SELECTED EXCERPT:
.....

EXHIBIT
10.1
FIRST
AMENDMENT TO SETTLEMENT AGREEMENT
This
FIRST AMENDMENT TO SETTLEMENT
AGREEMENT ("Agreement")
dated as of November 16, 2009 ("Effective
Date") is entered into by and between CAMPBELL-SEVEY, INC.,
a
Minnesota corporation, ("Campbell-Sevey"), on the one hand, and PACIFIC ETHANOL, INC., a
Delaware
corporation, ("PEI") on the other hand (collectively referred to herein as
"Parties").
I. RECITALS
WHEREAS, the Parties entered
into that certain Settlement Agreement dated as of August 6, 2009
(the "Settlement Agreement").
WHEREAS, the Parties desire to
amend the Settlement Agreement on the terms set forth below.
II. TERMS
FOR AND IN CONSIDERATION of
the foregoing premises and the mutual agreements
hereinafter set forth, the Parties agree as follows:
1. The
second sentence of paragraph 1 of the Settlement Agreement is hereby
amended
to read in its entirety as follows:
"Under
the terns of the consent judgment, judgment shall enter against PEI in the amount of
$1,909,555.76 (the
"Judgment") and Campbell-Sevey shall not undertake any
efforts to enforce or collect on
the Judgment until April 1, 2010."

.....

GOALS:
a) Write out the passage of the settlement amendment that begins at the words "I. RECITALS" and stops after the words "set forth below.".
b) Say whether each statement agrees with the settlement amendment. Answer yes or no, and quote the deciding words.
(i) Campbell-Sevey is a Minnesota corporation.
(ii) The original Settlement Agreement is dated as of November 16, 2009.
(iii) Campbell-Sevey may not try to collect on the Judgment until April 1, 2010.
c) Continue the settlement amendment after its last sentence.

.....

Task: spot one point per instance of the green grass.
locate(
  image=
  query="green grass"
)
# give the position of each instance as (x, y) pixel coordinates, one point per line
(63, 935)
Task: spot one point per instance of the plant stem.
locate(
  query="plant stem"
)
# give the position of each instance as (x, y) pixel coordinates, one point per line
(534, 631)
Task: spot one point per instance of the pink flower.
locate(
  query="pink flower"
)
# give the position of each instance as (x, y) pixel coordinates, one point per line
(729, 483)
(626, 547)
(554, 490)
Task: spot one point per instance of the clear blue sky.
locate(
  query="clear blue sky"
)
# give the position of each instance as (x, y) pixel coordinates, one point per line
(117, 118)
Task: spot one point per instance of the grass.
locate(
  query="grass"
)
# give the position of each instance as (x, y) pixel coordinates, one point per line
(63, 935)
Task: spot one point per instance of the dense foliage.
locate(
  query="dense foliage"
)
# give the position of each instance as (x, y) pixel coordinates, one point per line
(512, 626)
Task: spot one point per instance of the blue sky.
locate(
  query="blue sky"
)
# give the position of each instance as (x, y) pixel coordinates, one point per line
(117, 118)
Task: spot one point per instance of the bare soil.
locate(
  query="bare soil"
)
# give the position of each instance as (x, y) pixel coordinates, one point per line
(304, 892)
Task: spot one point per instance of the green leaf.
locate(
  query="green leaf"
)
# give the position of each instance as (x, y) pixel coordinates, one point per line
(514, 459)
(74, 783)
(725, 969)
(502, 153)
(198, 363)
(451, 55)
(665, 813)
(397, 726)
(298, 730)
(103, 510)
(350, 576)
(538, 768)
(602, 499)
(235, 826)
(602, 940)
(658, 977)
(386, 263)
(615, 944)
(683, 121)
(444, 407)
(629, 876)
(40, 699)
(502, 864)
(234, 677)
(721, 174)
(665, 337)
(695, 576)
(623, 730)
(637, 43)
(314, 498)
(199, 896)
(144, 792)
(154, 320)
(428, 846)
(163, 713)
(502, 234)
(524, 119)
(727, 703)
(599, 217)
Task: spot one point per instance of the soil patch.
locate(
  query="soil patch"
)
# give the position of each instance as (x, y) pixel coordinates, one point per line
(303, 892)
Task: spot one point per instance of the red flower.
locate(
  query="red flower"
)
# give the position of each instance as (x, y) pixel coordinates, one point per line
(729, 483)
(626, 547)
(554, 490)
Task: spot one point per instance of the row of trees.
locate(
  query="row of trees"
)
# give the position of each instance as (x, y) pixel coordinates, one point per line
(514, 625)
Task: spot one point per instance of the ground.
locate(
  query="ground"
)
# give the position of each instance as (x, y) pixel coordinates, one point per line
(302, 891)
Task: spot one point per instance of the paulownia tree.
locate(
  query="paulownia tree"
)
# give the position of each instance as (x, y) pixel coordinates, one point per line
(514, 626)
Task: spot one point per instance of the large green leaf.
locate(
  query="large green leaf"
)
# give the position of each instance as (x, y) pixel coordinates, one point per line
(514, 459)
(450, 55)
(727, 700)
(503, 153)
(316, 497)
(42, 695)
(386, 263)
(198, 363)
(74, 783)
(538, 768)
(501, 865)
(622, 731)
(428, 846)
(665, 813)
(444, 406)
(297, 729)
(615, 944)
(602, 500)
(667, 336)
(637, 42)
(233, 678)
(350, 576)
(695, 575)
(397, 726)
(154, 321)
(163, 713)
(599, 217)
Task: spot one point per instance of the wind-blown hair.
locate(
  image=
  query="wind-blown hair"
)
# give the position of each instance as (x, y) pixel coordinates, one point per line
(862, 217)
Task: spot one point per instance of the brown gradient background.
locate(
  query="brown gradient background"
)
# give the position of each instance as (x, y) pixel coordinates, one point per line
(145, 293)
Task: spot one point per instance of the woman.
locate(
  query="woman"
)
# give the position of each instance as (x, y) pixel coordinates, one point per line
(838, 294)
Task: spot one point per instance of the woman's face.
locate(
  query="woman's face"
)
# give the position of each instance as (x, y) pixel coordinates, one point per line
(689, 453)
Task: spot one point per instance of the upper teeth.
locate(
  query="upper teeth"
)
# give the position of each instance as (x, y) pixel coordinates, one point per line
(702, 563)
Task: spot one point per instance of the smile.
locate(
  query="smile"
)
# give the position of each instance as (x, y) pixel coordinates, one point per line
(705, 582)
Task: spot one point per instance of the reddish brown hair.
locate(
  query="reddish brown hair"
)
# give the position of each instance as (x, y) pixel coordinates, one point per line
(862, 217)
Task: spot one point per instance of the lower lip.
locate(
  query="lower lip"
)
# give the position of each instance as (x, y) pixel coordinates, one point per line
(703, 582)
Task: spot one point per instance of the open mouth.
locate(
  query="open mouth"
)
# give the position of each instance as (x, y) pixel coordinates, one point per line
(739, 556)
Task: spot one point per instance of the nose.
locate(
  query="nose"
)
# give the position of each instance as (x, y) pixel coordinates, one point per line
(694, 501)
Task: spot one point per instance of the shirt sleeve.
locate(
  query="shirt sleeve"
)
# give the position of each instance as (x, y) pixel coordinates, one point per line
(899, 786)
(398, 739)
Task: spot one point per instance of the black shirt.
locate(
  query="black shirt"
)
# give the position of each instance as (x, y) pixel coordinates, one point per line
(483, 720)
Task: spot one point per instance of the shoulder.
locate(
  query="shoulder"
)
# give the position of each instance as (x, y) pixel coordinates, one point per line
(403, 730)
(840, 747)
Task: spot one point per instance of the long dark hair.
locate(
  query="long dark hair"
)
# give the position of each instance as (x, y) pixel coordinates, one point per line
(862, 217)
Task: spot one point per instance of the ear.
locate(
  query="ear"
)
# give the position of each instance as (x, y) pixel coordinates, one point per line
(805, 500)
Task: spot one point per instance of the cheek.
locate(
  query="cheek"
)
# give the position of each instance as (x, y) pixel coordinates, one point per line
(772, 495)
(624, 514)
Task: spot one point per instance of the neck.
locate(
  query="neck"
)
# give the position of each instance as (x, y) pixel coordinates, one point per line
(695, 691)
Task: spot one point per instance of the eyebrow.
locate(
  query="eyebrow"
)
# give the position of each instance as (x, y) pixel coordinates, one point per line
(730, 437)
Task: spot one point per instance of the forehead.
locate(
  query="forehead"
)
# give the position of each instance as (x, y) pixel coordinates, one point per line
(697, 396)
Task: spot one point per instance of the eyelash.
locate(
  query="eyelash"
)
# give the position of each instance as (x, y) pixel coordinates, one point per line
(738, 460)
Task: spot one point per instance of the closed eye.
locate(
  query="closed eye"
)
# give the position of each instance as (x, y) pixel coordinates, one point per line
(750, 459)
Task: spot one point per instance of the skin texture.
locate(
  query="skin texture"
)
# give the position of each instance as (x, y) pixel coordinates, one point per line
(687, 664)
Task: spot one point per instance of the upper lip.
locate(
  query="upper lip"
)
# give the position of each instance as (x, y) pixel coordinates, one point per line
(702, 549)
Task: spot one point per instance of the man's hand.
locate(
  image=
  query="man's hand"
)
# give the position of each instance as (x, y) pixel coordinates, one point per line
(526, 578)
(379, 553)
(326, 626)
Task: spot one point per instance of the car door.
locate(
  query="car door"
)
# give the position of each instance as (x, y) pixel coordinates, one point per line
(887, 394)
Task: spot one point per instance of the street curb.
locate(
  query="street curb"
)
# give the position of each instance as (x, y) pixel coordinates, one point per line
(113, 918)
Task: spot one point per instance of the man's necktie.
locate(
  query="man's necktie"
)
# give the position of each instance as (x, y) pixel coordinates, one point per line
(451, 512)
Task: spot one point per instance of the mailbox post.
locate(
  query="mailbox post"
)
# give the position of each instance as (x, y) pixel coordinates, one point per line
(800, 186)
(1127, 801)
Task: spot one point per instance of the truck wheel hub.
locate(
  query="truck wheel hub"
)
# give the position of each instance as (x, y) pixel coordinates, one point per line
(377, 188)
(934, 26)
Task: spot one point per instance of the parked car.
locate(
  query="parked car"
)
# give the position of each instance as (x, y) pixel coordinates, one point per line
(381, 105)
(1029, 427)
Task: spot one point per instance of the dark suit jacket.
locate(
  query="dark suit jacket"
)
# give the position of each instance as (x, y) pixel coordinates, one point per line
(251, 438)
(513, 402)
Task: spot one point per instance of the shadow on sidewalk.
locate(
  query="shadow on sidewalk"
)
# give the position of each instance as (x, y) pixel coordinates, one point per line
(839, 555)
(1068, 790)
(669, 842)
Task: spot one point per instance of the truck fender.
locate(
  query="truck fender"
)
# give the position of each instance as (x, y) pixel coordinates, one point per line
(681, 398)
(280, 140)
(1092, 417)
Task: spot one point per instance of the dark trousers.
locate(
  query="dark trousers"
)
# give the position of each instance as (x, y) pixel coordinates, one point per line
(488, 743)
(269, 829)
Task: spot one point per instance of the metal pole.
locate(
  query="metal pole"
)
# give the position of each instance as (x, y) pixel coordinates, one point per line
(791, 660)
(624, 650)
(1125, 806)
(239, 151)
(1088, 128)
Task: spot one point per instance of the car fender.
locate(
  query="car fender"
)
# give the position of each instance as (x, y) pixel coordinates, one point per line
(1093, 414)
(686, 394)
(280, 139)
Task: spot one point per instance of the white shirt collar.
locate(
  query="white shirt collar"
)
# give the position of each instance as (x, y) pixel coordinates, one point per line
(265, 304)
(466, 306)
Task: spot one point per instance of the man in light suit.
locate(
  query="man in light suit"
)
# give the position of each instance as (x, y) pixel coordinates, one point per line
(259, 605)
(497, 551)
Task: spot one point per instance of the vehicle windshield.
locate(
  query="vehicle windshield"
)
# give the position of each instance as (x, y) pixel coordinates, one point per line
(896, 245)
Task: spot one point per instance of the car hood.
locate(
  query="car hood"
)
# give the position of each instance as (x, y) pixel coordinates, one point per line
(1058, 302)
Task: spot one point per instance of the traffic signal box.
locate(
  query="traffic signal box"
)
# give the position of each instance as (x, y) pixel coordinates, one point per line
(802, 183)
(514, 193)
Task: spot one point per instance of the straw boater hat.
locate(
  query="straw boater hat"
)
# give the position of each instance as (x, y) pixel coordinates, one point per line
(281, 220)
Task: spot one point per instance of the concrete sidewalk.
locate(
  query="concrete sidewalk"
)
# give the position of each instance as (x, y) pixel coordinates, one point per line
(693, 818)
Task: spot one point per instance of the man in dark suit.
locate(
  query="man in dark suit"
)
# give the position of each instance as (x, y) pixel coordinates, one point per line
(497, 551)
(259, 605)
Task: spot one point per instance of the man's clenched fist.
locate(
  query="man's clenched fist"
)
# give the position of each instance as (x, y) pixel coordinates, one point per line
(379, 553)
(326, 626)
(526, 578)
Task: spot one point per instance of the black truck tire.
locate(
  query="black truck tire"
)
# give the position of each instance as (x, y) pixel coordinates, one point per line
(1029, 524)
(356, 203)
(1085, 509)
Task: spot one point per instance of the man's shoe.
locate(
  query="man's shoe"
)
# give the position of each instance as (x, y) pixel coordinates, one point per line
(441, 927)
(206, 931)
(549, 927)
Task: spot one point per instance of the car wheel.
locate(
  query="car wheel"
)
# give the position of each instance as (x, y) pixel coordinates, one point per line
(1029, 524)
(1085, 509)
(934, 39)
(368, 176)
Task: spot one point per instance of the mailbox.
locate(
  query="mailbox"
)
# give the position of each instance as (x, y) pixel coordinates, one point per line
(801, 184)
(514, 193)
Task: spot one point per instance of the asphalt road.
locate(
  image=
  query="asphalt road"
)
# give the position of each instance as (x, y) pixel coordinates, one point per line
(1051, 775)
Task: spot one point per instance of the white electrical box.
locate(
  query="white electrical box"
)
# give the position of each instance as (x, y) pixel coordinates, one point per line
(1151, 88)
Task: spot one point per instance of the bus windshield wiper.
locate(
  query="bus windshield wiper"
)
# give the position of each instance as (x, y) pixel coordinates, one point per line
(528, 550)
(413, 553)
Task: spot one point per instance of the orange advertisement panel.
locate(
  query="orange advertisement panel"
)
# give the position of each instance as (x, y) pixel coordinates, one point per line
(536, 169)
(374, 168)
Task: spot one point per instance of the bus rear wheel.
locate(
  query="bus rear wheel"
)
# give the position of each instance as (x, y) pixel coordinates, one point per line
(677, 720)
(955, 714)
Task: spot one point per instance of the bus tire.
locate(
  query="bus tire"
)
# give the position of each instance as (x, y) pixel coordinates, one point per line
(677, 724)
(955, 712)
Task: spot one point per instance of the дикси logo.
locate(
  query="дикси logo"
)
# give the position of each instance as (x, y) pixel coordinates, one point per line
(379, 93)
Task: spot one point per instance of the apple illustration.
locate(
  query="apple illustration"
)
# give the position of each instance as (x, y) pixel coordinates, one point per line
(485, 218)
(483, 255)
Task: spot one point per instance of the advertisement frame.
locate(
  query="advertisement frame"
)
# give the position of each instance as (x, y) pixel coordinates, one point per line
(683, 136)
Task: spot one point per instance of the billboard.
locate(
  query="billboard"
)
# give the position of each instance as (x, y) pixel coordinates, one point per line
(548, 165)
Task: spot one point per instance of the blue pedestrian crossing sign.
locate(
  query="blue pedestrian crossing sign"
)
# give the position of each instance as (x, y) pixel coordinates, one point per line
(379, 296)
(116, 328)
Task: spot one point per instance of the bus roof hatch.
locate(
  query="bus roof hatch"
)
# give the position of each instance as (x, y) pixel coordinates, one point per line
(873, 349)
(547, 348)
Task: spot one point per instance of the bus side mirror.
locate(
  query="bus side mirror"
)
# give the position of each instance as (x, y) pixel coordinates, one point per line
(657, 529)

.....

TASK RESULTS:
a)
I. RECITALS
WHEREAS, the Parties entered
into that certain Settlement Agreement dated as of August 6, 2009
(the "Settlement Agreement").
WHEREAS, the Parties desire to
amend the Settlement Agreement on the terms set forth below.

b)
(i) Yes: "a Minnesota corporation"
(ii) No: "Settlement Agreement dated as of August 6, 2009"
(iii) Yes: "shall not undertake any efforts to enforce or collect on the Judgment until April 1, 2010"

c)
2. PET shall remit to
Campbell-Sevey by wire transfer: (i) $213,821.48 on or before November
20, 2009; and (ii) $150,000.00 on or before December 18, 2009. Each such payment
(which is
related to past interest and attorney's fees per previous agreement of the
parties) shall apply to
and reduce the Judgment; provided that if PEI
fails to make the second payment on or before
December 18, 2009, then
$150,000 of the November 20th
remittance shall not apply to the Judgment.
For the avoidance of doubt, if PEI makes both payments timely, then the Judgment
shall be
reduced to $1,545,734.28. But if PEI makes the first payment timely and
does not make the
second payment, then the amount of the Judgment shall be
$1,845,734.28.
3. The
Settlement Agreement, as amended hereby, shall remain in full force and
effect
and shall bind the heirs, personal representatives, successors, assigns,
executors and administrators
of each party, and inure to the benefit of each party, its heirs, successors and
assigns.
4. This
First Amendment to Settlement Agreement may be executed in one or more
counterparts,
any of which need not contain the signatures of more than one party but all
signed counterparts
taken together will constitute one and the same agreement. A facsimile signature
will be
deemed as valid as an original signature.
IN
WITNESS WHEREOF, the parties have duly authorized and caused this Agreement to
be executed as follows:
Campbell-Sevey,
Inc.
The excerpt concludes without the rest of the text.